TEXTAUSZUG.

Reisebericht Kungsleden-Tour

Der Motor tuckert leise, kleine Wellen glitzern in der Sonne. Vor ein paar Stunden habe ich noch im Büro gesessen. Jetzt, endlich Urlaub, mein erster längerer seit vielen Jahren. Ich bin ein Büromensch, habe keine Ahnung vom sogenannten Outdoorleben. Und jetzt sitze ich hier in dem kleinen Schiff, auf dem Wasser und bin unterwegs auf dem Kungsleden. Alles geht so schnell, ein richtiges Abenteuer für mich. Ich glaube, ich bin noch nie irgendwo gewesen, wo es keinen Strom gab.

Wir verlassen die kleine Fähre in Saltoluokta, gehen an der Bergstation vorbei und folgen dem Pfad nach Süden. Blauer Himmel, Sonne, ein perfekter Tag.
Das erste Ziel der Trekkingtour ist der See Sitojaure, dort soll es eine Hütte geben, mitten im Gebirge, in der wir unsere erste Nacht verbringen werden. Bin mal gespannt, wie es da aussieht, hoffentlich sind die Betten ok…
Wir wandern durch einen sehr schönen Wald mit alten Kiefern und erreichen das Hochtal. Wunderschön liegt es umrahmt von steilen Bergen, etwas Schnee liegt noch auf einigen Gipfeln. Unfassbar, das habe ich noch nie gesehen, Schnee im Juli.
Wir folgen dem reißenden Fluß, still ist es hier oben und so einsam. Eine Wohltat für die Seele.

AUFGABEN.
a – Wiederhole aus dem Reisebericht über den Kungsleden wortgetreu den Abschnitt von „Der Motor tuckert“ bis „ein perfekter Tag.“.
b – Übersetze diesen Satz aus dem Kungsleden-Reisebericht ins Englische: „Unfassbar, das habe ich noch nie gesehen, Schnee im Juli.“
c – Führe den Reisebericht über die Wanderung auf dem Kungsleden nach seinem letzten Satz fort.

BEREITGESTELLTE DATEN.

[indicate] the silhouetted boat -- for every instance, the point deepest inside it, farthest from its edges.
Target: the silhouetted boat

* * *

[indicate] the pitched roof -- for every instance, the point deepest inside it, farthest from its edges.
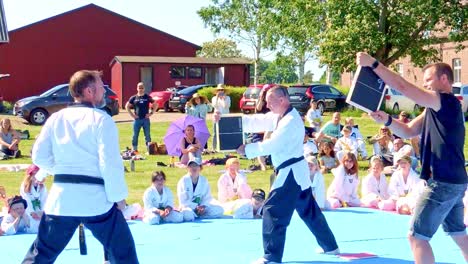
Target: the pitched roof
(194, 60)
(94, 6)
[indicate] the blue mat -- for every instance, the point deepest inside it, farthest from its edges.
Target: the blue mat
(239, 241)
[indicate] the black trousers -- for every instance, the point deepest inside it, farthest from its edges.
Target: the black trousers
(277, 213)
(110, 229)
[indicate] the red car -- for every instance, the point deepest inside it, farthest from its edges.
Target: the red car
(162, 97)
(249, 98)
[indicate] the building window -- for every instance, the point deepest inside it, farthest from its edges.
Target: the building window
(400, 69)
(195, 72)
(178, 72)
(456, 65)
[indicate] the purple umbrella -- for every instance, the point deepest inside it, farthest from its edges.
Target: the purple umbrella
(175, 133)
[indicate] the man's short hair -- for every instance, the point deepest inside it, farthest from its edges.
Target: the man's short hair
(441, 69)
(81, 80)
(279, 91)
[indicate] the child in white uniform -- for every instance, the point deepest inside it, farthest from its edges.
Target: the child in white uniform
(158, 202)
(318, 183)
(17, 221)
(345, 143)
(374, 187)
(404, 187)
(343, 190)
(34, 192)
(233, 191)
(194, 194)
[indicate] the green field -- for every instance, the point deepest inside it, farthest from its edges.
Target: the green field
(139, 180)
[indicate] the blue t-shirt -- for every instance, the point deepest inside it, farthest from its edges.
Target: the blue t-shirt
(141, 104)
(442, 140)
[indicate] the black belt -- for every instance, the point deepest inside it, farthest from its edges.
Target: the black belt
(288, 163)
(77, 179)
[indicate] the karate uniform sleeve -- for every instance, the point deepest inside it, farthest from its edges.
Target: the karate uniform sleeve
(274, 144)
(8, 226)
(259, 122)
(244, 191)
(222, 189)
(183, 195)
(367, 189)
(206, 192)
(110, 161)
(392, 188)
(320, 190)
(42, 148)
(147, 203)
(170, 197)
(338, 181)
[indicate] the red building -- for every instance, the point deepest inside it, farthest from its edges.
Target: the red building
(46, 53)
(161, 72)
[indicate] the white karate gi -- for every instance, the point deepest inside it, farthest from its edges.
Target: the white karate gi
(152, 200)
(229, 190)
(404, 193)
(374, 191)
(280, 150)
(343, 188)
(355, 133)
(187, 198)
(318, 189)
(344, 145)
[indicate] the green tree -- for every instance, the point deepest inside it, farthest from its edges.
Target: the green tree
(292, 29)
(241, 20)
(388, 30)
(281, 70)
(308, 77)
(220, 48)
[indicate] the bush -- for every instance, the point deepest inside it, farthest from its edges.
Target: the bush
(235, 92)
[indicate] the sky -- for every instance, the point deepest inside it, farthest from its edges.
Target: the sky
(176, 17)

LÖSUNGEN.
a –
Der Motor tuckert leise, kleine Wellen glitzern in der Sonne. Vor ein paar Stunden habe ich noch im Büro gesessen. Jetzt, endlich Urlaub, mein erster längerer seit vielen Jahren. Ich bin ein Büromensch, habe keine Ahnung vom sogenannten Outdoorleben. Und jetzt sitze ich hier in dem kleinen Schiff, auf dem Wasser und bin unterwegs auf dem Kungsleden. Alles geht so schnell, ein richtiges Abenteuer für mich. Ich glaube, ich bin noch nie irgendwo gewesen, wo es keinen Strom gab.

Wir verlassen die kleine Fähre in Saltoluokta, gehen an der Bergstation vorbei und folgen dem Pfad nach Süden. Blauer Himmel, Sonne, ein perfekter Tag.

b – Unbelievable, I have never seen that before, snow in July.

c –
Als wir am Abend an der Hütte ankommen, steht die Sonne noch hoch am Himmel. Kaum zu glauben, daß sie nicht untergehen wird. Nach dem Abendessen sitzen wir noch lange vor der Hütte und ich staune immer noch über die Sonne. Es ist wie zur Mittagszeit…

Am nächsten Morgen: meine erste Nacht im Fjäll war sehr erholsam. Das beantwortet auch die Frage zu den Betten. Das Essen ist auch lecker, reichlich, die Hütten sind komfortabel, so kann´s weitergehen.

Mit unserer heutigen Tagesetappe nach Aktse kommen wir dem Highlight dieser Tour endlich nahe. Doch zuvor schwenken wir ein Stück ab vom Kungsleden und laufen an einem wilden Gebirgsfluß entlang. Ein Geheimtipp unseres Guides Clemens: in jedem Jahr hält sich in diesem Gebiet eine riesige Rentierherde auf. Und tatsächlich kommen bald die ersten vereinzelten Tiere in Sicht. Die Herde lässt nicht lange auf sich warten. Wir machen es uns gemütlich und bestaunen die Tiere. Sie sind ganz zutraulich und kommen recht nahe an uns heran. Dabei fressen sie ununterbrochen, der Sommer ist kurz und sie brauchen Energie für den langen Winter.
Ich könnte noch viel länger hier sitzen, aber unser Guide mahnt zum Aufbruch. Langsam führt das Gelände wieder bergab und bevor wir erneut die Baumgrenze erreichen, kommt das Delta des Flusses Rapaädno in Sicht, rechts trohnt der Skierfe mit seiner mächtigen Wand und mitten im Delta steht der kleinere Nammatj, eine beeindruckende Szenerie.

Die Hütten von Aktse liegen auf einer sehr schönen Lichtung, Rapadelta und Skierfe in Sichtweite. Die Wiese ist voller Sauerampfer, den wir mit etwas Olivenöl zu einem leckeren Salat verarbeiten. Der Geschmack macht süchtig. Eine tolle Abwechslung zum Abendessen…

Der nächste Tag: heute steigen wir auf zum Skierfe. Das Wetter ist etwas trüb, aber laut Wetterbericht soll es im Laufe des Vormittags aufklaren. Tatsächlich kommt die Sonne heraus als wir auf dem Gipfel stehen. Der Aufstieg hat etwa 4 Stunden gedauert, nur mit Tagesgepäck.
Das Schöne hier in Lappland ist, daß wir kein Wasser schleppen müssen. Überall gibt es kleine Bäche mit sprudelndem, köstlichen Naß, welches sofort trinkbar ist. Daher hält sich das Gewicht unserer Rucksäcke in Grenzen.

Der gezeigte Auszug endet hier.